Restrict the output to the lines below starting at the one that contains "Target: man in white t-shirt" and ending at the one that contains "Target: soldier in camouflage", and restate them word for word, both ends included.

**Material for this task:**
☆ ☆ ☆ ☆

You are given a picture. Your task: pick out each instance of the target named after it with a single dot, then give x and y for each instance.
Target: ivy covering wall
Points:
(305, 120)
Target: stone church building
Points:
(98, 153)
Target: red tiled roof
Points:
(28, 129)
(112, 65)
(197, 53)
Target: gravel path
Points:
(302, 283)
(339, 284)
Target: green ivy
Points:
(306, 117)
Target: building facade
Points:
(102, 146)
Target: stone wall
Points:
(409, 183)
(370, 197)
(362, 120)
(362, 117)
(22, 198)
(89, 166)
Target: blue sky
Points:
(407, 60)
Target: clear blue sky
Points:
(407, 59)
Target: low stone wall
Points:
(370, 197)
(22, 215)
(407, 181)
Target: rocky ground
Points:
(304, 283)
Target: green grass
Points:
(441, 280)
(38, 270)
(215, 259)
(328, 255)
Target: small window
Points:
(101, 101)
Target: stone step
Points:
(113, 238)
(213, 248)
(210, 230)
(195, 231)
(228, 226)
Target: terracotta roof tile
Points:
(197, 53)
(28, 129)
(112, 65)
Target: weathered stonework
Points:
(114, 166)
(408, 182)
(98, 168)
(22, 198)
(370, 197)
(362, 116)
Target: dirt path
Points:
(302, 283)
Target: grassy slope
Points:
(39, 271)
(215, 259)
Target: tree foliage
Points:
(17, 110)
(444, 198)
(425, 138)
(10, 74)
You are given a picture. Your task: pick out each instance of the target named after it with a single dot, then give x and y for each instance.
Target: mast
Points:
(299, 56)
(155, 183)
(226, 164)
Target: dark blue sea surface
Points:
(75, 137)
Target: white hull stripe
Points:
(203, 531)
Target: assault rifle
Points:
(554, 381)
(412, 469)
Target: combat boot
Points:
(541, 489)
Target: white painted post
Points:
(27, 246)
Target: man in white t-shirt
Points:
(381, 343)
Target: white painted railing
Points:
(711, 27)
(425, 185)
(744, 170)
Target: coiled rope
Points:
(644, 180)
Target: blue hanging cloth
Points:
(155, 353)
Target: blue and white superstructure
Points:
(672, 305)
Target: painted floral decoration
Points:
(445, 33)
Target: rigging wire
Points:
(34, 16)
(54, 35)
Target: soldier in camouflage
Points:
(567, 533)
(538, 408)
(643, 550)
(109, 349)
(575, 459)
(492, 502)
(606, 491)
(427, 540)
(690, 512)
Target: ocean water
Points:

☆ ☆ ☆ ☆

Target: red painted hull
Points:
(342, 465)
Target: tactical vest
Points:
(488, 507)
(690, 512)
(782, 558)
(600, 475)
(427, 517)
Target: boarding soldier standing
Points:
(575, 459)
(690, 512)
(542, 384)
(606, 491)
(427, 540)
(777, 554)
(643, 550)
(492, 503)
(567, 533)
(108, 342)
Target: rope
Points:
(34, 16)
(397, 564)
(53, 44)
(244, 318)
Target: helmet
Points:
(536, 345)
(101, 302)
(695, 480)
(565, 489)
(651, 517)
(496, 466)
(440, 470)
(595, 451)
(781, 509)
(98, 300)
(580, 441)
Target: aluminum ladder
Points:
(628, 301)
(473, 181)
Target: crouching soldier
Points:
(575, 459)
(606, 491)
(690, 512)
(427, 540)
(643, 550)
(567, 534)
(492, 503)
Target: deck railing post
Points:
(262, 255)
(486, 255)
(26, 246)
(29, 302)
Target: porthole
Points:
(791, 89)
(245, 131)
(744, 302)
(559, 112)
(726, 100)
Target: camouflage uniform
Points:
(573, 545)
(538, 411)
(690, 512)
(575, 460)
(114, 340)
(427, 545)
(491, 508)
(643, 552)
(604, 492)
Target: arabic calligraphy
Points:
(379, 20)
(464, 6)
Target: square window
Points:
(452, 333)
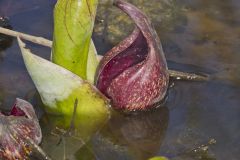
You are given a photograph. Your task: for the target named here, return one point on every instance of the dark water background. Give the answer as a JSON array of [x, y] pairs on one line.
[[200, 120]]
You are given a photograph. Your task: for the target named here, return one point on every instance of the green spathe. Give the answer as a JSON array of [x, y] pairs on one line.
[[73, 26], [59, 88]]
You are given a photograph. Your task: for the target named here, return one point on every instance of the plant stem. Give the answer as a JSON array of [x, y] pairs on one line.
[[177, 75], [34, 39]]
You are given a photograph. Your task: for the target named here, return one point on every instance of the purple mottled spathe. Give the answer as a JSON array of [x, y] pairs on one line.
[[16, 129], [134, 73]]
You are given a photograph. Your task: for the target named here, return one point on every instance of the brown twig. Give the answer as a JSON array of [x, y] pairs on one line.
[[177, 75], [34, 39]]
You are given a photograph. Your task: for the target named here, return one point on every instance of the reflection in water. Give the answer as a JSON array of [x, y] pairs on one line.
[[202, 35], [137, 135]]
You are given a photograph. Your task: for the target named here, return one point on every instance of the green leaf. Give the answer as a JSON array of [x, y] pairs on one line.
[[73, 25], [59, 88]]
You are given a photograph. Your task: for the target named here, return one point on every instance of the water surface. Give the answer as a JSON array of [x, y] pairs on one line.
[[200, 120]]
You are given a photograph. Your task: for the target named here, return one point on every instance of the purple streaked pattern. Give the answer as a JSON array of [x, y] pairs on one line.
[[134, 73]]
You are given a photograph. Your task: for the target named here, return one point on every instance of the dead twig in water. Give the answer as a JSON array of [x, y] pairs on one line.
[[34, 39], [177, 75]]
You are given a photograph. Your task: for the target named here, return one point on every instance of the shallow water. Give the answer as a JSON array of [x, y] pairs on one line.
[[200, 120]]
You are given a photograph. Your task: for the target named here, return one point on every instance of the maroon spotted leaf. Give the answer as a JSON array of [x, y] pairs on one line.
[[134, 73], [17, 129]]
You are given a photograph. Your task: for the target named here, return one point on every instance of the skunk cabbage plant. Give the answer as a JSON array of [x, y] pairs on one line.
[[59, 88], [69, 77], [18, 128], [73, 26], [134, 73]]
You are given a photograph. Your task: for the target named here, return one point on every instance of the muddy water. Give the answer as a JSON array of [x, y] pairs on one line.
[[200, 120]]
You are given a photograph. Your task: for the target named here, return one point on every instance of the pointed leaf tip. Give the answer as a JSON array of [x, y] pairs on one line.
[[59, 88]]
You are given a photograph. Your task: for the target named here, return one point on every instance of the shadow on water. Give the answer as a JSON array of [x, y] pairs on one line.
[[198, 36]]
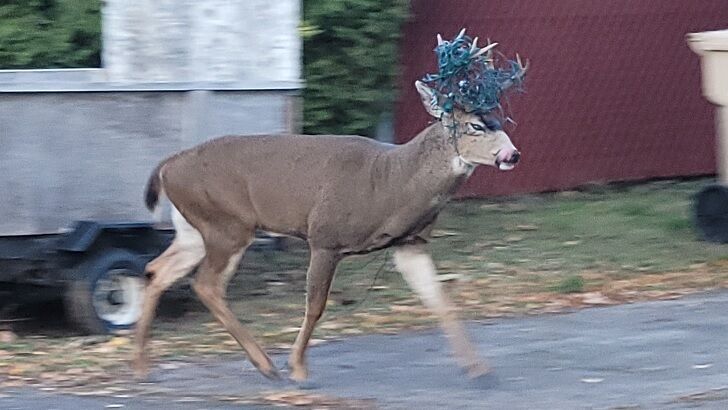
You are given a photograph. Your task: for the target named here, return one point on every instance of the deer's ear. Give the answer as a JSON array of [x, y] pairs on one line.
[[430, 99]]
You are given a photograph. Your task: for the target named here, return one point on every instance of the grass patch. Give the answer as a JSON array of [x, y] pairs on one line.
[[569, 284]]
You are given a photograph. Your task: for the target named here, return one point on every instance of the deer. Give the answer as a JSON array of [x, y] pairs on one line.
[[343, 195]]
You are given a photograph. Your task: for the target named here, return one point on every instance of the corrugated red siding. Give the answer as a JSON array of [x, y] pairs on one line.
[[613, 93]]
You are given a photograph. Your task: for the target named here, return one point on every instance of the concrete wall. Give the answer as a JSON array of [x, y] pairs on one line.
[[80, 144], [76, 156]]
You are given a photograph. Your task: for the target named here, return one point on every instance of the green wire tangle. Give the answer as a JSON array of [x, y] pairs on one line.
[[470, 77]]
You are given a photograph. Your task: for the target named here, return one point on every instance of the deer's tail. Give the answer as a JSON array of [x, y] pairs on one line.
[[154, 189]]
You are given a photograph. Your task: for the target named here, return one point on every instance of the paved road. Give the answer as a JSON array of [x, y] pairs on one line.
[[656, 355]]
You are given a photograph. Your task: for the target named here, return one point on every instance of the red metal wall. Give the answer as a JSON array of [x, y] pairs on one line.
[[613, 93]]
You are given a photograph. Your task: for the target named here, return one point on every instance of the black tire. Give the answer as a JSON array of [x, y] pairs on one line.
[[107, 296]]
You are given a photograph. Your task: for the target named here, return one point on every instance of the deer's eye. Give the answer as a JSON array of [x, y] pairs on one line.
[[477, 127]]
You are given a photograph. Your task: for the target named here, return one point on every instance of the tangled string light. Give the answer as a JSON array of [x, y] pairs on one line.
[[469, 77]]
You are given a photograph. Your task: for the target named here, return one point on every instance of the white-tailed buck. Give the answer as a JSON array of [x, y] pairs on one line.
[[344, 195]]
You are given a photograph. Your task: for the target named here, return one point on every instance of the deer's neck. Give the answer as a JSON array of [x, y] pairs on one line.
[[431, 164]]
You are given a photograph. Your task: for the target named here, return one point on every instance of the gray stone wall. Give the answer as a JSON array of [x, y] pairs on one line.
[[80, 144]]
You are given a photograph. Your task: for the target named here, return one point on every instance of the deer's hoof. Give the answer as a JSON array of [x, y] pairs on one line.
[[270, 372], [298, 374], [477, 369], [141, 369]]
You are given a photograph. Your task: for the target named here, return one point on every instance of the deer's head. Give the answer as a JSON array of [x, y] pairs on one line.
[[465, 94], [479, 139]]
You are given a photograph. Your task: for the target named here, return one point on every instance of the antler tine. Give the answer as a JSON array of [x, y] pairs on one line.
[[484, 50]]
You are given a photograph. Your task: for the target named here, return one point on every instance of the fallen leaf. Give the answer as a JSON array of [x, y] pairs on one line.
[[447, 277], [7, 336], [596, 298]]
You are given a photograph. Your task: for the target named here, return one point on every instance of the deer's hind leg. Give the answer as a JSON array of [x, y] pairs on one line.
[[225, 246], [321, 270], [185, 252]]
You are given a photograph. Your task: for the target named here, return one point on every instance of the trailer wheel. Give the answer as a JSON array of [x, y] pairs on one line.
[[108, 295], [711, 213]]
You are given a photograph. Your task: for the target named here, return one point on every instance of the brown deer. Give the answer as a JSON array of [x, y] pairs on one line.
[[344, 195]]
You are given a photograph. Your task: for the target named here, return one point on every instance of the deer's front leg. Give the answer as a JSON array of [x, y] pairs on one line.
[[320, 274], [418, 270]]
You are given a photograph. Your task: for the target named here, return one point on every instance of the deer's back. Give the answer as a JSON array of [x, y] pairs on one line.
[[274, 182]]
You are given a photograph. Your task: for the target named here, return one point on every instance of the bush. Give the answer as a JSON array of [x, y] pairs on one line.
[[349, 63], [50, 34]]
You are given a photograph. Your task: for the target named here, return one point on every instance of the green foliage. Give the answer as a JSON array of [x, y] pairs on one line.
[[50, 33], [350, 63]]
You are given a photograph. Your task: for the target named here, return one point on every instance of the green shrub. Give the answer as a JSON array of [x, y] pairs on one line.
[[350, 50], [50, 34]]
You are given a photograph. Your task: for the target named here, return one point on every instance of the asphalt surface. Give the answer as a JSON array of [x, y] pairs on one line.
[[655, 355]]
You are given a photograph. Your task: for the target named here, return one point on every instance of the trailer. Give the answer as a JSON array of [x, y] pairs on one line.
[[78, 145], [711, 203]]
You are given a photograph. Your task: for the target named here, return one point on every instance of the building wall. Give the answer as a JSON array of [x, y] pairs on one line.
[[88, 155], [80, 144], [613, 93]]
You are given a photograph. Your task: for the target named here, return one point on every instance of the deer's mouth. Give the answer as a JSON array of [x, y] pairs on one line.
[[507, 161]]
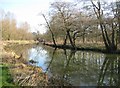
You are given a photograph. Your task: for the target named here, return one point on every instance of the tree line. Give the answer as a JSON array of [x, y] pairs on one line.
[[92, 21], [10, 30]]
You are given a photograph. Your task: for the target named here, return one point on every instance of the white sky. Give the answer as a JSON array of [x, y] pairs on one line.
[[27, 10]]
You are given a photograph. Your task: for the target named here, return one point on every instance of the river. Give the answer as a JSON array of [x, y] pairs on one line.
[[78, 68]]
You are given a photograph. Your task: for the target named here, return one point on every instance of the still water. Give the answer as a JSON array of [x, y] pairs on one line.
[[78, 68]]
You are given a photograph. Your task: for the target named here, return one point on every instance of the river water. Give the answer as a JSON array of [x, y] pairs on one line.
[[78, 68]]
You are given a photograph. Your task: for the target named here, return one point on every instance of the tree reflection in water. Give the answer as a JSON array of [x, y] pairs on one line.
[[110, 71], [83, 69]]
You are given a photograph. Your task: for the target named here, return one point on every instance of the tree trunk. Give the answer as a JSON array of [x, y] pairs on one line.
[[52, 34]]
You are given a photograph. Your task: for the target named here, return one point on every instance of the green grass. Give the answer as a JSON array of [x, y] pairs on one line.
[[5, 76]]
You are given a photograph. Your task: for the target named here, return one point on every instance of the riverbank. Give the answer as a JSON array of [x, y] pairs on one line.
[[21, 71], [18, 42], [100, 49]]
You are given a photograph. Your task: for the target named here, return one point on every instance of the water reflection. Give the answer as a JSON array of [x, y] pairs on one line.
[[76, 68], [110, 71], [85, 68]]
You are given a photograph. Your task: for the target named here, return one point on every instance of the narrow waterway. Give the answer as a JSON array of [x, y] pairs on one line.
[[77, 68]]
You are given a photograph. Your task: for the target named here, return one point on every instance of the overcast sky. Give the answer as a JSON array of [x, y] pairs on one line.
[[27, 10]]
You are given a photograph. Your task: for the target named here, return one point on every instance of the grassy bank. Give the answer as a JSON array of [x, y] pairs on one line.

☆ ☆ ☆ ☆

**Solution to this exercise:**
Target: man in white t-shirt
Points:
(381, 343)
Target: white painted railing
Points:
(711, 27)
(425, 185)
(744, 170)
Target: coiled rope
Points:
(644, 180)
Target: blue hanging cloth
Points:
(155, 353)
Target: blue and white superstructure
Points:
(672, 305)
Target: painted floral decoration
Points:
(445, 33)
Target: rigging wire
Points:
(34, 16)
(54, 35)
Target: soldier in camouflage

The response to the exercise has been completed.